- [What is needed]
Can you write out every one of the records below, line for line and word for word, with nothing changed?

- [Point placement records]
-- Start --
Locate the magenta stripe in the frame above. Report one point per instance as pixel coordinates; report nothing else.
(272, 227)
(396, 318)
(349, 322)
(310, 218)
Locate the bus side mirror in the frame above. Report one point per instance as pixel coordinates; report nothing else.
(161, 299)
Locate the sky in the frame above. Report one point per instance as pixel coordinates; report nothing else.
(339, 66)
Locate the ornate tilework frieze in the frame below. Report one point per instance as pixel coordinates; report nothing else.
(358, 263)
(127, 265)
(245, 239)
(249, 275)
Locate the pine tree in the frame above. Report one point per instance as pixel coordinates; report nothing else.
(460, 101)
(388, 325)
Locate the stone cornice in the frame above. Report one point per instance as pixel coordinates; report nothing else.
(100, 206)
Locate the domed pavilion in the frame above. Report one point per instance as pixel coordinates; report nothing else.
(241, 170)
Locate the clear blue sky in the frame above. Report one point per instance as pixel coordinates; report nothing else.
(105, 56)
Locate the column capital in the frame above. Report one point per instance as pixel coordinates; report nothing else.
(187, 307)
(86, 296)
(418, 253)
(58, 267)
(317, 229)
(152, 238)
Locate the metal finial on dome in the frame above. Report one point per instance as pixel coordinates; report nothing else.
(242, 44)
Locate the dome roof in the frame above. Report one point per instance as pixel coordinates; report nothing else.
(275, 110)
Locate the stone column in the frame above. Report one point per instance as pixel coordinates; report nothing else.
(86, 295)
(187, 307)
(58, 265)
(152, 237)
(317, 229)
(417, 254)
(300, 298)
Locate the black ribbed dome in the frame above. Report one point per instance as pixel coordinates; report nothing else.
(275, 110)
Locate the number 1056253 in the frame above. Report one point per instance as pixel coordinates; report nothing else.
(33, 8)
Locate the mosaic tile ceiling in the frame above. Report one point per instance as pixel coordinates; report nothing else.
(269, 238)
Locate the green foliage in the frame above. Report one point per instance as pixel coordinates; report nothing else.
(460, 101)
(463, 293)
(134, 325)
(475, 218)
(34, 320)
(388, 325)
-- End --
- [Result of this exercise]
Locate the magenta stripe in the frame above. Report one point per instance as pixel coordinates; report nothing else.
(272, 227)
(396, 318)
(349, 322)
(310, 218)
Locate the bus side mirror in the frame above. Report one point per instance as pixel coordinates; report nothing else.
(161, 299)
Locate the sky in the frame above. Report one point per instance as pixel coordinates; report nothing else.
(339, 66)
Locate the ornate tilework frieze in the frame below. Report one point per instance as pixel coordinates; report nothing else.
(358, 263)
(127, 265)
(245, 239)
(249, 275)
Locate the pine tree in the frame above. Report one point per instance as pixel coordinates; report nothing else.
(460, 101)
(388, 325)
Locate the stone cornice in the frame above. Report one point per instance as pixel coordinates; report nothing else.
(100, 206)
Locate the domed pavilion in the frame above. Report one point per instance as pixel coordinates; report nothing else.
(241, 170)
Locate the clear blue sky in the frame above. Report one point per instance as pixel coordinates; report nothing else.
(105, 56)
Locate the column capital in the frame above. Report one point per instance as pixel coordinates; report nothing else.
(187, 307)
(86, 296)
(418, 253)
(58, 267)
(317, 229)
(152, 238)
Locate the metal finial on dome in the frame above. Report one point per instance as pixel coordinates; report nothing else.
(242, 44)
Locate the dome roof in the frame above. Report one point per instance as pixel coordinates; report nothing else.
(275, 110)
Locate the stone column in the frame above. Report one point per instance as pixel coordinates; report nothing else.
(86, 295)
(187, 307)
(58, 265)
(152, 237)
(317, 229)
(417, 254)
(300, 298)
Locate the black ribbed dome in the frame above. Report one point per instance as pixel coordinates; report nothing else.
(275, 110)
Locate the number 1056253 in the frame above. Report one point per instance as pixel coordinates; report nothing else.
(33, 8)
Locate the mosaic tile ceiling in the frame above. Report one point per instance as pixel coordinates; report nothing else.
(269, 238)
Locate the green foliage in the frame above. Report one point per instance as pixel coordinates; report nothing else.
(460, 101)
(463, 293)
(134, 325)
(475, 218)
(34, 320)
(388, 325)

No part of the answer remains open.